### Provided information
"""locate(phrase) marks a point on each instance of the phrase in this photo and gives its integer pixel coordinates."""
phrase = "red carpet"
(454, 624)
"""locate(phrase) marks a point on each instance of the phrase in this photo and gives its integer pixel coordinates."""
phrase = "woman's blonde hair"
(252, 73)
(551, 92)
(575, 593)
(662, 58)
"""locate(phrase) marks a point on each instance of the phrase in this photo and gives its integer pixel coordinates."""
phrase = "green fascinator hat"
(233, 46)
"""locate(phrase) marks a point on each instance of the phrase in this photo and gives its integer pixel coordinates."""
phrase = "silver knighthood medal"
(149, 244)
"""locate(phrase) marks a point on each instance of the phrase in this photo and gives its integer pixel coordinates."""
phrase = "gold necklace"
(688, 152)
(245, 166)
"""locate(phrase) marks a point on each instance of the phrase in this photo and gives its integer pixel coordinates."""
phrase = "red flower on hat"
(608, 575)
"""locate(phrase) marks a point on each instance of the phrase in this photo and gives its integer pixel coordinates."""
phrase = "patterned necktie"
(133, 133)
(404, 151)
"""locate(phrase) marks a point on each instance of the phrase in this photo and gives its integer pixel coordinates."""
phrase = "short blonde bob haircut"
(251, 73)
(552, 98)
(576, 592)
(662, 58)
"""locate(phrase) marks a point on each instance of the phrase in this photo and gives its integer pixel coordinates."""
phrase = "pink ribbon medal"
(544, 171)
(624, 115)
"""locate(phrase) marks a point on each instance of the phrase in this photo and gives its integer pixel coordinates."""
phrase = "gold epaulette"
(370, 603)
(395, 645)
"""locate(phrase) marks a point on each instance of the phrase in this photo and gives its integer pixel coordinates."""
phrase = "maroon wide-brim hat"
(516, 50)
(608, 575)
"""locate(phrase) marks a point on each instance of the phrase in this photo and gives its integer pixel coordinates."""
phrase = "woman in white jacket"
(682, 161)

### Set exercise
Your task is to quote the listing above word for word.

### Answer below
"""locate(phrase) marks a point on each instance of the phrase in this photo and gives its integer pixel coordinates."""
phrase = "red carpet"
(454, 624)
"""locate(phrase) marks a point on each instance of the phrase in this photo and gives its integer pixel coordinates."""
phrase = "woman's blonde hair"
(252, 73)
(551, 92)
(575, 593)
(662, 58)
"""locate(phrase) marks a point on each instance of the phrase in this photo and gives its integer pixel coordinates."""
phrase = "green fascinator hat"
(233, 46)
"""locate(phrase) marks a point on each instance of the phrase in this photo and gives its integer pixel coordinates."""
phrase = "silver knighthood medal"
(149, 244)
"""locate(phrase) marks a point on each instance of the phrase in this photo and gives its integer pixel coordinates."""
phrase = "gold necklace"
(688, 152)
(245, 166)
"""locate(phrase) marks a point on each instance of the phrase in this photo and gives its integer pixel coordinates."""
phrase = "red flower on hat"
(608, 575)
"""locate(phrase) marks a point on each instance of the phrase in this photo and gives its integer pixel coordinates."""
phrase = "patterned necktie"
(133, 133)
(404, 151)
"""locate(phrase) marks a point on each instance of the phrase in this photo and gives its integer pixel coordinates."""
phrase = "short blonde bob haircut"
(251, 73)
(552, 98)
(576, 592)
(662, 58)
"""locate(phrase) marks a point on each instance of the phrase in this photo and gives its integer pixel coordinates."""
phrase = "pink ribbon medal"
(544, 171)
(624, 115)
"""locate(phrase) marks a point on each instance of the phrase in this photo and gives its integer pixel coordinates."""
phrase = "gold epaulette"
(370, 603)
(395, 645)
"""locate(phrase) marks a point on each instance of the phrase in this photo and gives its integer pixel coordinates."""
phrase = "maroon wide-brim hat"
(516, 50)
(608, 575)
"""locate(phrase) marks a point on each instance of the phrase in this photo and gives its integer pixel coordinates."""
phrase = "woman in white jacket"
(682, 161)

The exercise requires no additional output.